- Information shown -
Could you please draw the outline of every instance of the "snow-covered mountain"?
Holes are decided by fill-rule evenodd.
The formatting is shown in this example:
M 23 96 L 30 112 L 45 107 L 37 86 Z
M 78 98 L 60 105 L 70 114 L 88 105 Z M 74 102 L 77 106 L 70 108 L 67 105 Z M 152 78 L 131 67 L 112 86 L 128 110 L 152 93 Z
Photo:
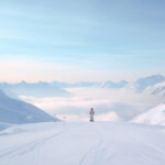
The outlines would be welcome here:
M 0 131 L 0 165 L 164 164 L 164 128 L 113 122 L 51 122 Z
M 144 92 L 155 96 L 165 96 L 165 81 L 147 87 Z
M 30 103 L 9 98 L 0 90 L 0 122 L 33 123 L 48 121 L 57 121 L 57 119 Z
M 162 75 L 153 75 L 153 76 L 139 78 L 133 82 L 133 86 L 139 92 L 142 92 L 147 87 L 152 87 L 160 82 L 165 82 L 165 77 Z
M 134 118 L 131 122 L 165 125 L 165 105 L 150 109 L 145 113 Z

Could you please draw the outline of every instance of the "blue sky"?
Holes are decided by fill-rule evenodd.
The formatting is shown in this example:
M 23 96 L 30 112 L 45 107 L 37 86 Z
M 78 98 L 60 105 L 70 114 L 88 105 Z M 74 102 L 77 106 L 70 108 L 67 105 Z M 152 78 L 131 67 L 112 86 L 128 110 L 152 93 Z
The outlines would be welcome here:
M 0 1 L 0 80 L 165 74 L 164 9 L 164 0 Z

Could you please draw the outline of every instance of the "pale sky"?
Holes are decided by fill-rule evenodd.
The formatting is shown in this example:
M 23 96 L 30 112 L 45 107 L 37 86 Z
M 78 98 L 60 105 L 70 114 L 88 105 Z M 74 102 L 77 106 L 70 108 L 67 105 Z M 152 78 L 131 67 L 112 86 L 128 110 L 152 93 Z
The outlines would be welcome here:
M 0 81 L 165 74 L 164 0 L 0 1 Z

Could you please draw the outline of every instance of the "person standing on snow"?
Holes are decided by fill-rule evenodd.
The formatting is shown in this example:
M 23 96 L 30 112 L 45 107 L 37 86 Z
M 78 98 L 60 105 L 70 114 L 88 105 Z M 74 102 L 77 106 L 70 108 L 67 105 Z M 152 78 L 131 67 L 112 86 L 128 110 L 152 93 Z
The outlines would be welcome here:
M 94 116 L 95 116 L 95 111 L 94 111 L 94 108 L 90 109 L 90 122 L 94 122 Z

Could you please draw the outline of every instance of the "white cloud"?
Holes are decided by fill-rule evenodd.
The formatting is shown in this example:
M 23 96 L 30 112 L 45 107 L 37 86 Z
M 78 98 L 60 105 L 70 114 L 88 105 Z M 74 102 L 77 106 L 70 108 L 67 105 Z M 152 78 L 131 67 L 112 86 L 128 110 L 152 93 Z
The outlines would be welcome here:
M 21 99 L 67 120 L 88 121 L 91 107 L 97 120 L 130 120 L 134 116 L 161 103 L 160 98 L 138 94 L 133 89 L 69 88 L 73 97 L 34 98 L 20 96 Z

---

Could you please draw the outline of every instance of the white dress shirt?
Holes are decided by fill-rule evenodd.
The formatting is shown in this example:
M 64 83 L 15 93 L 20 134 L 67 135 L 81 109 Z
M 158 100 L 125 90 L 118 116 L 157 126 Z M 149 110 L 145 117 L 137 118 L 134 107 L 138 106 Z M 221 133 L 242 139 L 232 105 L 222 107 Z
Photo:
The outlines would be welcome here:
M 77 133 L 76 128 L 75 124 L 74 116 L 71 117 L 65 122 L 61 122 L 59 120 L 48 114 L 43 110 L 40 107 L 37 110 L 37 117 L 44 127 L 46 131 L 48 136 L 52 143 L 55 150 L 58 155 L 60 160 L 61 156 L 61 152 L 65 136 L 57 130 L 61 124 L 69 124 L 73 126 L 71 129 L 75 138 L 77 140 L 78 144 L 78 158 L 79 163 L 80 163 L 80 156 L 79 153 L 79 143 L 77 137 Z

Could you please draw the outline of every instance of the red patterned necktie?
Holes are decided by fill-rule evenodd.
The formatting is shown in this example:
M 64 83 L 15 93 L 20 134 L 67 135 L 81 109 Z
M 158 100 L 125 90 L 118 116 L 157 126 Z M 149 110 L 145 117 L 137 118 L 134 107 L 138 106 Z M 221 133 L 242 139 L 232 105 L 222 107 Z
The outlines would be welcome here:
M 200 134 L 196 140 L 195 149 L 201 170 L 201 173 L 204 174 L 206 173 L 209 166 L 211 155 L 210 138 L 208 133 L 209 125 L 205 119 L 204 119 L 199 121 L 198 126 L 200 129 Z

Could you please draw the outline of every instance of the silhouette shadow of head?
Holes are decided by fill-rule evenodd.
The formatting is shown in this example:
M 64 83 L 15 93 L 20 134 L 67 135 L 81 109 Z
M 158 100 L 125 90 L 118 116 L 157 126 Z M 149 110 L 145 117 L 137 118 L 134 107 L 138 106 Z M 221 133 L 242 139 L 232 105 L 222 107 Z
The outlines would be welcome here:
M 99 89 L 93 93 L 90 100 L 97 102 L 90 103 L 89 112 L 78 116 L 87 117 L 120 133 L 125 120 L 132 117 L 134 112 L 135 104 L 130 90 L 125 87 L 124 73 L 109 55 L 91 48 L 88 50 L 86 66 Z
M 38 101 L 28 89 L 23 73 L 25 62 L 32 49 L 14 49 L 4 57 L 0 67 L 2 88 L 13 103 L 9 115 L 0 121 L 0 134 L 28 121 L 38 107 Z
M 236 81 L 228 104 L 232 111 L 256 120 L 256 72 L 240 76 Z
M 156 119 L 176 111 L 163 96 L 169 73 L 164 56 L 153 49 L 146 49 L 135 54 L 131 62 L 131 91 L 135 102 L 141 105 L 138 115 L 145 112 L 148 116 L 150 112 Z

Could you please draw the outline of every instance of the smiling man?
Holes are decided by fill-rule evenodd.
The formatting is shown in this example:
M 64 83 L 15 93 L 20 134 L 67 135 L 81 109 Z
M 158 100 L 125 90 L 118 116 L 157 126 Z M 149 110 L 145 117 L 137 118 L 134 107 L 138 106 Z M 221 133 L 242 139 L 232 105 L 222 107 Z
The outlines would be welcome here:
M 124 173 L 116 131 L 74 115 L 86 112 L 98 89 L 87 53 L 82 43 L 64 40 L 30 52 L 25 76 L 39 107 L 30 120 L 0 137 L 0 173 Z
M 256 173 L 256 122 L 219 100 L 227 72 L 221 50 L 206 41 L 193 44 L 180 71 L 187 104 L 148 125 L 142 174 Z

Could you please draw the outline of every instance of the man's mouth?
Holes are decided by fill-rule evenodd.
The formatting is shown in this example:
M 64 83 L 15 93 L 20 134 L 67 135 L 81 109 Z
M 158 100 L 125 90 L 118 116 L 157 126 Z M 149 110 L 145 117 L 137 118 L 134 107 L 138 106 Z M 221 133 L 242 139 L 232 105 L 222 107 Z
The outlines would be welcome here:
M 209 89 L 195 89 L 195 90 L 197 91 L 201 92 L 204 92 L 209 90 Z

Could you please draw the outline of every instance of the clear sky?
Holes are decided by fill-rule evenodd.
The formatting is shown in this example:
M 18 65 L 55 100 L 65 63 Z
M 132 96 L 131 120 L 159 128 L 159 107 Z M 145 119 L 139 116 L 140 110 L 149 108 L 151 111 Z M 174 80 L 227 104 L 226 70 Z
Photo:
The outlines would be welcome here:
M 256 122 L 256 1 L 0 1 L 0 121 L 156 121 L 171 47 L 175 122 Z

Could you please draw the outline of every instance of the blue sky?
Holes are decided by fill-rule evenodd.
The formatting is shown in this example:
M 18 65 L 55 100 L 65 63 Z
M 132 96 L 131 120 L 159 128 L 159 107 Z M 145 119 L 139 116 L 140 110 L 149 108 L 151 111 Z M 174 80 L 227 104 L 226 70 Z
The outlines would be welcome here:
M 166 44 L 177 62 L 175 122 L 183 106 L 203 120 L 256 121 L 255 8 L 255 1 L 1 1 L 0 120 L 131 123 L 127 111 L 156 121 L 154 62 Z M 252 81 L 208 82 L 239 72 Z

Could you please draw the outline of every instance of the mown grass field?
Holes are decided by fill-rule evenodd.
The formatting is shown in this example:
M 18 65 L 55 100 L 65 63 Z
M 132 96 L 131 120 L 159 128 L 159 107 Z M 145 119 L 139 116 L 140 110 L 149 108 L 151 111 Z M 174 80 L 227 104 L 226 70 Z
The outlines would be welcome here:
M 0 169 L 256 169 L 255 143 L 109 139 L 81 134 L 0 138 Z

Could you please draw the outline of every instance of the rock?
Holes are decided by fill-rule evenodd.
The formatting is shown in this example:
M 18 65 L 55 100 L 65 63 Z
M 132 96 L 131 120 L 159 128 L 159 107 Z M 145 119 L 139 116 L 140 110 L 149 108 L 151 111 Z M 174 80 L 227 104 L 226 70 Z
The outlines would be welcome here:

...

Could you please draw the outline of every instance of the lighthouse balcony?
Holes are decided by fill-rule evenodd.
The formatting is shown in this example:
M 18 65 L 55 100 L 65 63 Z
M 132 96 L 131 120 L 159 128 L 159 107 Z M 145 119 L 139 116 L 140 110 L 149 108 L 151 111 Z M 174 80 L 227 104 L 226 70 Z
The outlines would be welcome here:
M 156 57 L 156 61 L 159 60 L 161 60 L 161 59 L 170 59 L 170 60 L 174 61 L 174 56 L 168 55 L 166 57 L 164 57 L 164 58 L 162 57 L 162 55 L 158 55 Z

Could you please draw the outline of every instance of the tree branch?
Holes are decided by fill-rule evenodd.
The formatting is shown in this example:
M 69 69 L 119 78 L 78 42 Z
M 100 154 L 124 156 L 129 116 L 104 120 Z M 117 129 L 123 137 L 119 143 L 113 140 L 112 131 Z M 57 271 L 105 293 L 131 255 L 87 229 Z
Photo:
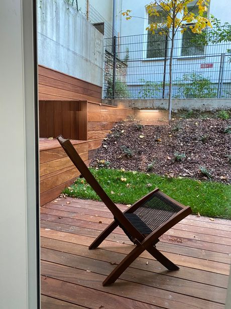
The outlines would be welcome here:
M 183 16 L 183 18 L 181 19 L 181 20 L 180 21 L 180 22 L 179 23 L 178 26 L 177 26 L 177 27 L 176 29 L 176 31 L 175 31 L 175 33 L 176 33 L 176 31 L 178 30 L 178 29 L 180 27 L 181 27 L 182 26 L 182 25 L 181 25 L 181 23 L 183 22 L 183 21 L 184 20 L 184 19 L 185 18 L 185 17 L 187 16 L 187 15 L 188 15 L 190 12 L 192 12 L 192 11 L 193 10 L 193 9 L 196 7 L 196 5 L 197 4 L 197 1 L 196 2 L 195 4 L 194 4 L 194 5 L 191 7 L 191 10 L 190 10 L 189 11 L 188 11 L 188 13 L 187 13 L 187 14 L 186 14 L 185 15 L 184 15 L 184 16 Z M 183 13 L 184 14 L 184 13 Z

- Written problem -
Rewrite the lines between the one holding "shadow of head?" and the one holding "M 156 119 L", inclusive, with "formatting" changed to "layout" and nothing else altered.

- Expected output -
Could you please draw the outline of every instance of the silhouette shadow of head?
Holes are decided by fill-rule evenodd.
The layout is shown in this example:
M 64 83 L 15 93 L 20 134 L 67 135 L 81 109 Z
M 158 100 L 125 90 L 118 116 L 157 126 Z M 149 110 L 145 117 L 137 118 L 134 107 L 138 106 Z M 221 133 L 242 139 L 232 105 L 222 107 Z
The outlines would be welcome here:
M 99 89 L 93 93 L 90 100 L 97 102 L 90 103 L 89 112 L 78 116 L 87 117 L 120 133 L 125 120 L 132 117 L 134 112 L 135 104 L 130 90 L 125 87 L 124 73 L 109 55 L 91 48 L 88 50 L 86 66 Z
M 38 101 L 28 89 L 23 73 L 25 62 L 32 49 L 14 49 L 4 57 L 0 67 L 2 88 L 13 103 L 9 115 L 0 121 L 0 134 L 28 121 L 38 107 Z
M 236 81 L 228 104 L 232 111 L 256 120 L 256 72 L 240 76 Z
M 156 119 L 176 111 L 163 96 L 169 73 L 164 56 L 153 49 L 146 49 L 135 54 L 131 62 L 131 91 L 135 102 L 141 105 L 138 115 L 145 112 L 148 116 L 150 112 Z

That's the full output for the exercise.